Stated problem
Rewrite everything from the line containing "Query: small shed" down to the end of the records, putting "Returned points" in place of "Observed output" and leaving all else unchanged. Leave the pictures out of your answer.

A run of records

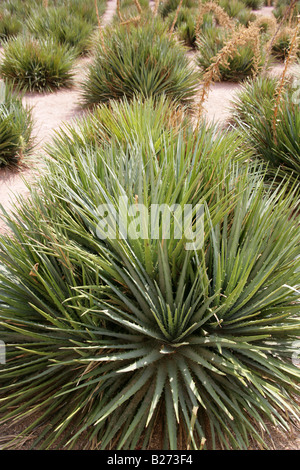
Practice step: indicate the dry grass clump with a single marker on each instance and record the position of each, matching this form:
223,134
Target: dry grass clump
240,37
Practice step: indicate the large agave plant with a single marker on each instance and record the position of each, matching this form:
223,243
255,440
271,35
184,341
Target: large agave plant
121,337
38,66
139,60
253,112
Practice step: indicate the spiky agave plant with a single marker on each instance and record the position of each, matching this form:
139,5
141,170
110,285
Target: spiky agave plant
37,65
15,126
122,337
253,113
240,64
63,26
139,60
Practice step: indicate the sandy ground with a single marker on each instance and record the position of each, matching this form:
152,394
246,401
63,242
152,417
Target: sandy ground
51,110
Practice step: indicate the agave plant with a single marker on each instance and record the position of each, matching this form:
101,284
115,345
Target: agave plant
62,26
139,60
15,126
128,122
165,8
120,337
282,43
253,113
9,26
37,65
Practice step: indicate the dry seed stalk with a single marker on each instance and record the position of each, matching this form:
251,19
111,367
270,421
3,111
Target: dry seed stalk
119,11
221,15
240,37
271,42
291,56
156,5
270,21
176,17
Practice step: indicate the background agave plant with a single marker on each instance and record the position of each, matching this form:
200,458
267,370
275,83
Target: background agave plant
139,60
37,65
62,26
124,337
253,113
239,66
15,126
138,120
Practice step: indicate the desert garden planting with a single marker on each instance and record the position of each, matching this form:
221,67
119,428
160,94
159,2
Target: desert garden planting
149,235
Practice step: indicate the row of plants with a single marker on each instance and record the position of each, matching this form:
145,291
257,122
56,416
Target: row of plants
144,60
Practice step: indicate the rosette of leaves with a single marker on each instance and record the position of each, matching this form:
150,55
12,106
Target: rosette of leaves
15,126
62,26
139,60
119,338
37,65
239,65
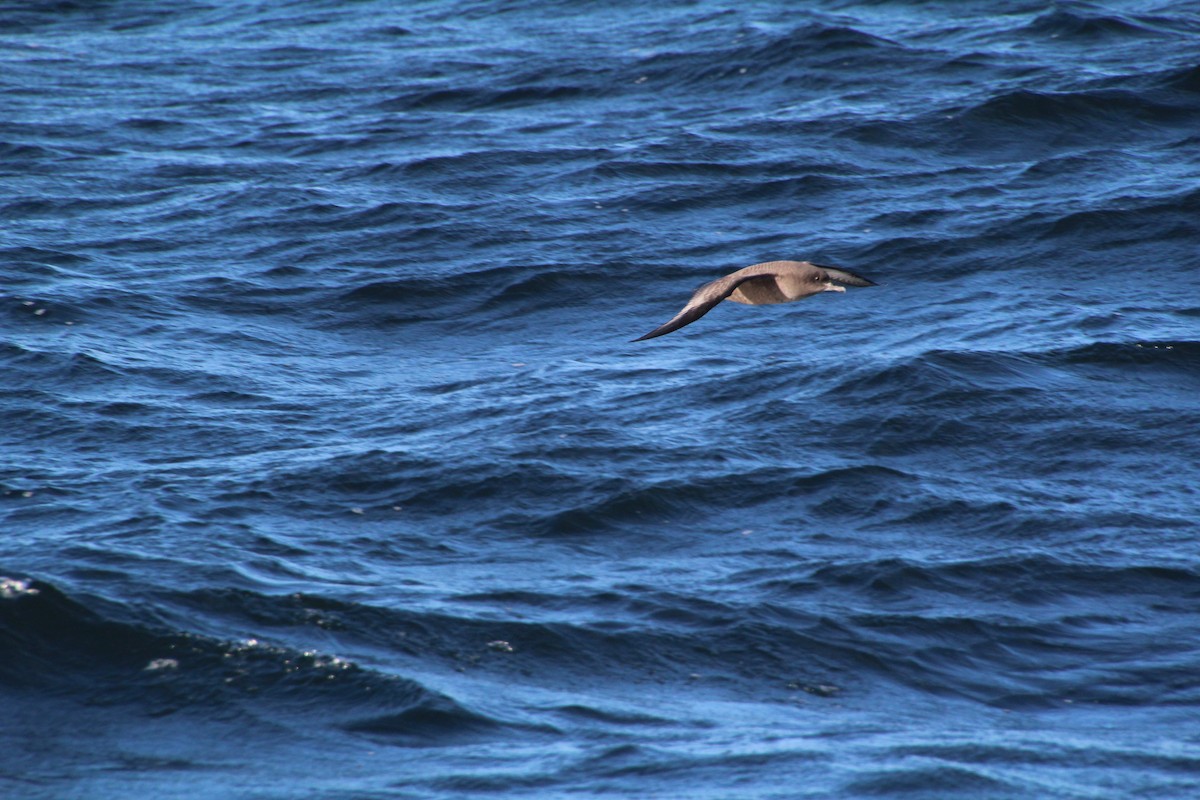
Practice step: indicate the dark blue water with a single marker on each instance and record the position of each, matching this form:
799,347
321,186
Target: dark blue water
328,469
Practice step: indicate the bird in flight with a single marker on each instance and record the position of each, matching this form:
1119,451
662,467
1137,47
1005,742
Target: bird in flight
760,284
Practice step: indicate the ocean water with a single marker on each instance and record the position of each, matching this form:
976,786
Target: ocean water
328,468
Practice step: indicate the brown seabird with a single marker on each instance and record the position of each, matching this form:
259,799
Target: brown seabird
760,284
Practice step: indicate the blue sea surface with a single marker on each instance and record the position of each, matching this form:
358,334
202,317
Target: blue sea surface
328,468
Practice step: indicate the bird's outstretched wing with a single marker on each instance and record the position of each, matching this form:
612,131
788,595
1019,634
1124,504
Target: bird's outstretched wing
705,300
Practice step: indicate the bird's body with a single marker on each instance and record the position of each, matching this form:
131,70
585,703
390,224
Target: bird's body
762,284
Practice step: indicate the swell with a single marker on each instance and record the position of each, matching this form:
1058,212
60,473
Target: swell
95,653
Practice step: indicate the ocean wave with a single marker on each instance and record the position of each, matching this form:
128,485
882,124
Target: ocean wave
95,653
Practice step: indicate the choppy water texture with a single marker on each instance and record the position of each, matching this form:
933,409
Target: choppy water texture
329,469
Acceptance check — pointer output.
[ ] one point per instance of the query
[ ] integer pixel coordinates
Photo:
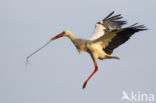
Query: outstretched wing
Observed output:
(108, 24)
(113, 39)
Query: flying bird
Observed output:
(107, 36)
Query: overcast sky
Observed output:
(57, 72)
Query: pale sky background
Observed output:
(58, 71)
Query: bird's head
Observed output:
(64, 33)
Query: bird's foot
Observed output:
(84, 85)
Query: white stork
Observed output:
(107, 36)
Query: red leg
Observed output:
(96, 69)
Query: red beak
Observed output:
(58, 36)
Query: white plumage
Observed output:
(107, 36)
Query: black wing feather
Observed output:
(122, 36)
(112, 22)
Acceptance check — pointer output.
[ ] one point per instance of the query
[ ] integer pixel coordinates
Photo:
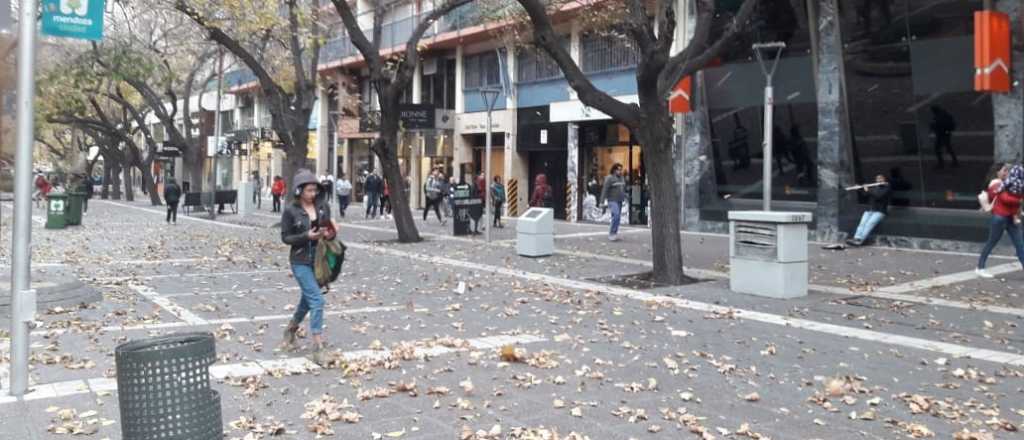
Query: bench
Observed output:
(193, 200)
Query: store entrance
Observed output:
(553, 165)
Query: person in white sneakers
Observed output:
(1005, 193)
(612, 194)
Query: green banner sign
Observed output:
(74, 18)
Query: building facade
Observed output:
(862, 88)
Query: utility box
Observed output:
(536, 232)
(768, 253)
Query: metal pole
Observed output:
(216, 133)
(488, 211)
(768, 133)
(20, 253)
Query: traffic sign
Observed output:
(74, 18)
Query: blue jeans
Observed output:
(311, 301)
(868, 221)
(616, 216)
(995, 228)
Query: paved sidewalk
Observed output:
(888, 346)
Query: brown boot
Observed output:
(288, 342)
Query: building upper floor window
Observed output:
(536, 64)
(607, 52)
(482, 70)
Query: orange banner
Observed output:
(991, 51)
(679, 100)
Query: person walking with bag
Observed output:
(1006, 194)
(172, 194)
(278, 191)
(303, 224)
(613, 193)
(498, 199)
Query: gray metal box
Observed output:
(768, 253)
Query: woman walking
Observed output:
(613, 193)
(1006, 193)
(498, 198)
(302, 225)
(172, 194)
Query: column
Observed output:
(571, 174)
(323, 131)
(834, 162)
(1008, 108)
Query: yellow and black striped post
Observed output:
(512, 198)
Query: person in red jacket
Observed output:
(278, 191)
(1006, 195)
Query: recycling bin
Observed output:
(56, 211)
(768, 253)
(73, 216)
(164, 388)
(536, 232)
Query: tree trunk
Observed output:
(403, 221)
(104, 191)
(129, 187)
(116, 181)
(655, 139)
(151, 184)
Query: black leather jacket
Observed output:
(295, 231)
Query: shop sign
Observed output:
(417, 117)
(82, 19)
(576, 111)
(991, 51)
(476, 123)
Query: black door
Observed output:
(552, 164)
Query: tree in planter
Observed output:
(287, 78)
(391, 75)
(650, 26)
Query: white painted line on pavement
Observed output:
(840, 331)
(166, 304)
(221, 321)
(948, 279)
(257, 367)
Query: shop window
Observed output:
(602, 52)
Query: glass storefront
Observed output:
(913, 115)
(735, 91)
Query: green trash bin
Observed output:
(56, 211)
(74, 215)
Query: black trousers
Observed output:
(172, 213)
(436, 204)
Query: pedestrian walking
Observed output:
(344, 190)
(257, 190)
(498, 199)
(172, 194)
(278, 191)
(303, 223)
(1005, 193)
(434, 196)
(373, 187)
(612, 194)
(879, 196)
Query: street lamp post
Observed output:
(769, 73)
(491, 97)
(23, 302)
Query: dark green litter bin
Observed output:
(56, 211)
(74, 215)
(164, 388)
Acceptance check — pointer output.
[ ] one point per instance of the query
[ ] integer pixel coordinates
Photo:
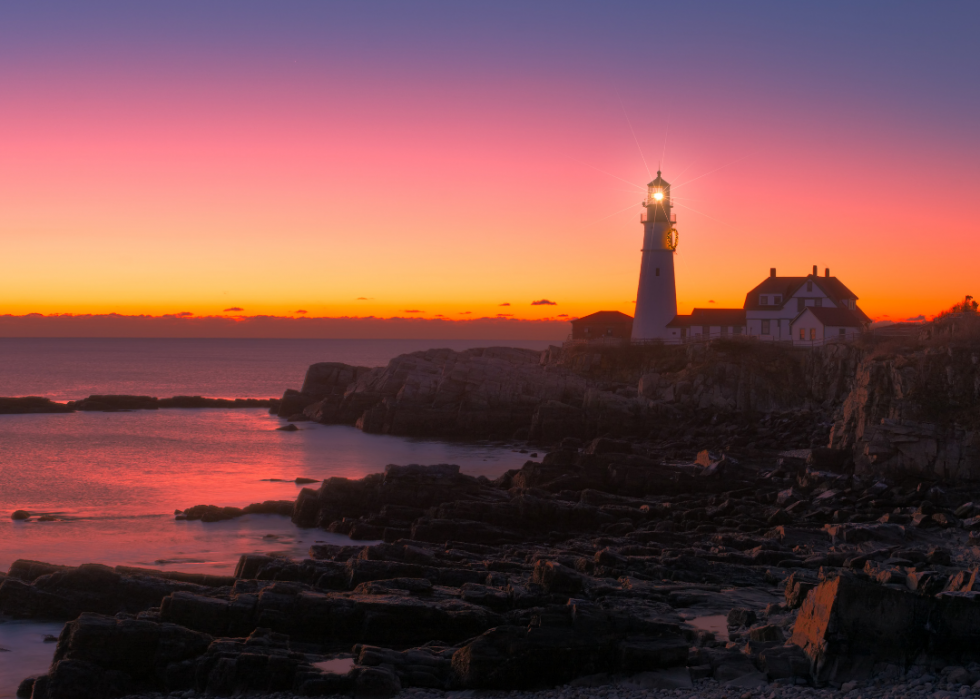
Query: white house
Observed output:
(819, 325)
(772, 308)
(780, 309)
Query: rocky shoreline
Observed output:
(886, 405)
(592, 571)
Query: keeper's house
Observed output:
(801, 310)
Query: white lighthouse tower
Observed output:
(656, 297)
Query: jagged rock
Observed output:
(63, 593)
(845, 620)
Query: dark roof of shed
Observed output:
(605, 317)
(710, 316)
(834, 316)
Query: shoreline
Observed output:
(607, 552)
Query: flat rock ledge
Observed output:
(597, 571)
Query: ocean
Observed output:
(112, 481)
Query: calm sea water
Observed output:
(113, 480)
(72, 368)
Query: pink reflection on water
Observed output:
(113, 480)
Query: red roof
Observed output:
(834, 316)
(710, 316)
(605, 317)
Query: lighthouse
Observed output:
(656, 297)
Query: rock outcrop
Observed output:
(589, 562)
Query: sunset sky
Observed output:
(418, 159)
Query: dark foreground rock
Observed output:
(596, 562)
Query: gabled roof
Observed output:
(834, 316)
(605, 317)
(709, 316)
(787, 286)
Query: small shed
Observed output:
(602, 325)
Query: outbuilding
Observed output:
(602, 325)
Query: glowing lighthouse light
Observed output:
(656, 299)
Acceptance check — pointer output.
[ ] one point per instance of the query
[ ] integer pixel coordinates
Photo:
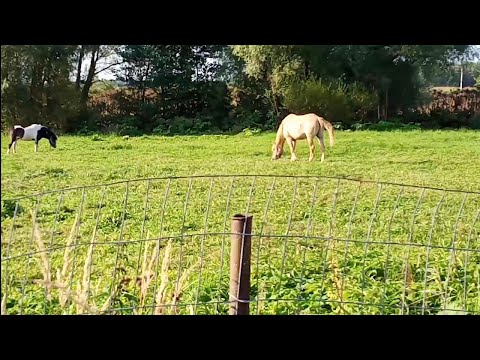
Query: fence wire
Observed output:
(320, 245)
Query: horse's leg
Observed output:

Answer to the task
Query: small shed
Returned points:
(602, 325)
Query: outbuilding
Returned points:
(602, 325)
Query: glowing lighthouse light
Returned points:
(656, 299)
Acceptance check — pointer output.
[ ] one point per instance of the query
[ ] integer pixel coordinates
Photo:
Query: fence wire
Returned points:
(320, 245)
Query: horse's leg
Returned points:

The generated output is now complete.